[report] The State of AI in Student Accounts

Molly Hawthorne
May 18, 2026

Meadow Research · May 2026 · 147 practitioners surveyed

AI is reshaping nearly every corner of higher education, except one. The office managing tuition billing, payment processing, and thousands of weekly student inquiries has been slow to act. Meadow's survey of 147 student accounts professionals reveals what's actually happening, what's getting in the way, and what it takes to close the gap.

TL;DR — 5 things to know

Shadow AI is the default. Staff are using AI—76% do so individually—but only 14% have departmentally sanctioned tools. Most use is ungoverned and invisible to leadership.

FERPA anxiety is real, but shouldn't be a stop-sign. 78% cite privacy as their top concern. Early adopters are treating it as a design constraint, not a reason to wait.

Email drafting is the gateway. 46% of respondents are actively using or piloting AI to draft responses to student inquiries—and those who do report faster, more consistent answers.

Records:
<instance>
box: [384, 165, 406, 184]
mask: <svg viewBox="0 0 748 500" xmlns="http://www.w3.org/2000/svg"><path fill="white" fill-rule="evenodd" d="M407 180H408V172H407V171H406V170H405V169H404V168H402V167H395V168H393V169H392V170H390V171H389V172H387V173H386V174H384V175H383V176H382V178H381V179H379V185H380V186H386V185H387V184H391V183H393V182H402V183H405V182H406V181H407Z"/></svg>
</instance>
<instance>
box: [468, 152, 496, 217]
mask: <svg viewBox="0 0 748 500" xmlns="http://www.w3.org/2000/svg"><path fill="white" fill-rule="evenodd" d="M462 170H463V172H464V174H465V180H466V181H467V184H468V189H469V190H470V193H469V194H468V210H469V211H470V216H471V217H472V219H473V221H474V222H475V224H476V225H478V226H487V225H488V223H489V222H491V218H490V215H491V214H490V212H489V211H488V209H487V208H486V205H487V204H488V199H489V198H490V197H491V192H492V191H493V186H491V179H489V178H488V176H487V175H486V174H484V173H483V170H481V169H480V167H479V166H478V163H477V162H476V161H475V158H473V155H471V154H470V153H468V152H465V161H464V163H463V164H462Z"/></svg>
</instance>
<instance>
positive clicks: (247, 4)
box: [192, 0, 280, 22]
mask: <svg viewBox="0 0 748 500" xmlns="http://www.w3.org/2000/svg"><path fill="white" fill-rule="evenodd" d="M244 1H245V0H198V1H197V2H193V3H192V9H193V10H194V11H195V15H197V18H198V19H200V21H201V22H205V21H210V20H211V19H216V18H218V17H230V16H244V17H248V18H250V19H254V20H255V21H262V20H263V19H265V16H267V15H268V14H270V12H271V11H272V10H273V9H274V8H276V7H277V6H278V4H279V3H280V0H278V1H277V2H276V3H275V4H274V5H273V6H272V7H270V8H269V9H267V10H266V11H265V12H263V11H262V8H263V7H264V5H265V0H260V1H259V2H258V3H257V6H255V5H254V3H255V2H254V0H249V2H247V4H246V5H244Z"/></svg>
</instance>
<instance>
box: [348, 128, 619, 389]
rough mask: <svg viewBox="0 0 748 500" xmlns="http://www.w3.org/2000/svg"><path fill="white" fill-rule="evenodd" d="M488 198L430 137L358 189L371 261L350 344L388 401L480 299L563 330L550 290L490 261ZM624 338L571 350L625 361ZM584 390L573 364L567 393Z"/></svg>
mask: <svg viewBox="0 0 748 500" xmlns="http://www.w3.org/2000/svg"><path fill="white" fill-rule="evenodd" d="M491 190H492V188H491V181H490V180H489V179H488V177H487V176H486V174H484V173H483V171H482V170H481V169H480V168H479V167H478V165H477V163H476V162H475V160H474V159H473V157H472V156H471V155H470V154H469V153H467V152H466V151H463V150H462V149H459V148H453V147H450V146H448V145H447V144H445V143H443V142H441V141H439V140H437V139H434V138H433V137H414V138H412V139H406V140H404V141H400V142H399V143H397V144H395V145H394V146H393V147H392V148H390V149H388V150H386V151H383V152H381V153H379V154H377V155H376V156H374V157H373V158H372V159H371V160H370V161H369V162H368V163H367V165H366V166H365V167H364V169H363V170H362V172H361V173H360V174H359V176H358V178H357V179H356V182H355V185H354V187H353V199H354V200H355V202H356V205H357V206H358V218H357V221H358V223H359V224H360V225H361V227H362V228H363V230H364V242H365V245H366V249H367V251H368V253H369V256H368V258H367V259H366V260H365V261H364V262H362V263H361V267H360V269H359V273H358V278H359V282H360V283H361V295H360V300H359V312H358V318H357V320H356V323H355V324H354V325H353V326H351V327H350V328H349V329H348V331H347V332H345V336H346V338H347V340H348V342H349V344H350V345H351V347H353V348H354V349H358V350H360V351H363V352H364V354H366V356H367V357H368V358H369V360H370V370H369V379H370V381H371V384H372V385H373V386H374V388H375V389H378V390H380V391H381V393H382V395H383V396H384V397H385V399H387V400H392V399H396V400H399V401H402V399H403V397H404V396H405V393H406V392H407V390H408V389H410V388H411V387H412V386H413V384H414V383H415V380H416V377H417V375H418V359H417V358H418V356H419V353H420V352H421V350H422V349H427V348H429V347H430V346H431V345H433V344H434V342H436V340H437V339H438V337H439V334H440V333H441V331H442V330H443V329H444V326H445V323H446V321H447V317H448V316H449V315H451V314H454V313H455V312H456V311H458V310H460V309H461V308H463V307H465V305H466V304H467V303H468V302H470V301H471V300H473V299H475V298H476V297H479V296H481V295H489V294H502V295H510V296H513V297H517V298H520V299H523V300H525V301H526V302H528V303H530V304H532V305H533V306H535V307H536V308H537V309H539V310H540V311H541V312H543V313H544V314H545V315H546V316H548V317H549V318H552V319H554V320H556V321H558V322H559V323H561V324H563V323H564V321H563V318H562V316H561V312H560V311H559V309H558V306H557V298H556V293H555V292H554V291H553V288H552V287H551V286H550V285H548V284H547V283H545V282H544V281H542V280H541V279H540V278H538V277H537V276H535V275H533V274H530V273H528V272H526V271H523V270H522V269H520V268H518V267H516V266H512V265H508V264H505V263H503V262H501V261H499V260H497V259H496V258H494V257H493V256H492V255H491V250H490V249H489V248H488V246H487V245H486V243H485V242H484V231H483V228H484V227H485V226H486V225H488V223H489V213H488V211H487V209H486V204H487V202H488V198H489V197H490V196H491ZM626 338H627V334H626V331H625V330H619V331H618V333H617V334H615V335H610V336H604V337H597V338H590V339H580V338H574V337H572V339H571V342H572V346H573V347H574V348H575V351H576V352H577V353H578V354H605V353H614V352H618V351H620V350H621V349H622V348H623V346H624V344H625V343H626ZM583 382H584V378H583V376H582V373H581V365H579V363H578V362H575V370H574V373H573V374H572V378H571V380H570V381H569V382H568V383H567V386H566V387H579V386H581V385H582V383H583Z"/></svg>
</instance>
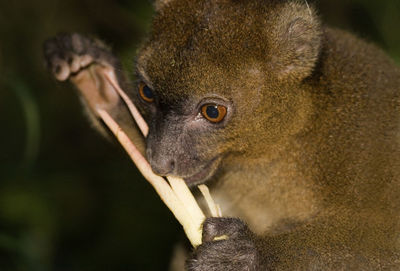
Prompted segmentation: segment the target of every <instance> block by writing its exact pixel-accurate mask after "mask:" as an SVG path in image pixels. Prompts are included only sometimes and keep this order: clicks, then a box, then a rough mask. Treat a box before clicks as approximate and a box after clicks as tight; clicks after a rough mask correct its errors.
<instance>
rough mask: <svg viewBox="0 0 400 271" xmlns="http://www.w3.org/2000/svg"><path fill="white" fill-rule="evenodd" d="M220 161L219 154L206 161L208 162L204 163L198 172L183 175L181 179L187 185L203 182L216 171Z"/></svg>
mask: <svg viewBox="0 0 400 271" xmlns="http://www.w3.org/2000/svg"><path fill="white" fill-rule="evenodd" d="M220 161H221V156H217V157H215V158H213V159H212V160H211V161H210V162H208V164H206V165H205V166H204V167H203V168H202V169H201V170H200V171H199V172H197V173H195V174H194V175H192V176H189V177H184V178H183V179H184V180H185V182H186V184H187V185H188V186H189V187H191V186H194V185H198V184H201V183H204V182H206V181H207V180H208V179H210V178H211V177H212V176H213V175H214V173H215V172H216V171H217V169H218V165H219V162H220Z"/></svg>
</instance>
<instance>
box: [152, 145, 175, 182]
mask: <svg viewBox="0 0 400 271" xmlns="http://www.w3.org/2000/svg"><path fill="white" fill-rule="evenodd" d="M147 157H148V159H149V163H150V166H151V169H152V170H153V172H154V173H155V174H157V175H160V176H167V175H169V174H171V173H172V172H173V171H174V168H175V161H174V159H172V158H168V157H166V155H157V154H152V151H149V150H148V151H147Z"/></svg>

Activities:
A: Reproduce the passage of the student accounts AI report starting at "AI is reshaping" and ending at "reason to wait.".
B: Continue the report on AI in student accounts from the point where it stops.

Per-task answers:
A:
AI is reshaping nearly every corner of higher education, except one. The office managing tuition billing, payment processing, and thousands of weekly student inquiries has been slow to act. Meadow's survey of 147 student accounts professionals reveals what's actually happening, what's getting in the way, and what it takes to close the gap.

TL;DR — 5 things to know

Shadow AI is the default. Staff are using AI—76% do so individually—but only 14% have departmentally sanctioned tools. Most use is ungoverned and invisible to leadership.

FERPA anxiety is real, but shouldn't be a stop-sign. 78% cite privacy as their top concern. Early adopters are treating it as a design constraint, not a reason to wait.

B:
Leadership is largely absent. 63% feel no pressure from senior leaders to adopt AI, and 44% say it's never discussed in team meetings. Adoption is happening despite leadership, not because of it.

The unlock is cultural, not financial. The institutions making the most progress haven't spent more money—they've created a culture where it's safe to experiment and share what works.

Shadow AI is the new normal, and it's risky

Three-quarters of student accounts professionals are using AI on their own by drafting emails, looking up policy, summarizing guidance, but only 14% have access to tools their department has actually approved. The result is a workforce of capable, motivated AI users operating without guardrails, shared standards, or institutional visibility. The knowledge they're building disappears when they leave. The FERPA exposure they may be creating is largely invisible to leadership.

This is not a workforce that's resistant to change. Fifty-three percent of respondents use AI personally at least weekly. The talent and familiarity are already there. The challenge is creating the conditions—clear guidance, approved tools, permission to experiment—that let staff bring their personal AI fluency into compliant professional practice.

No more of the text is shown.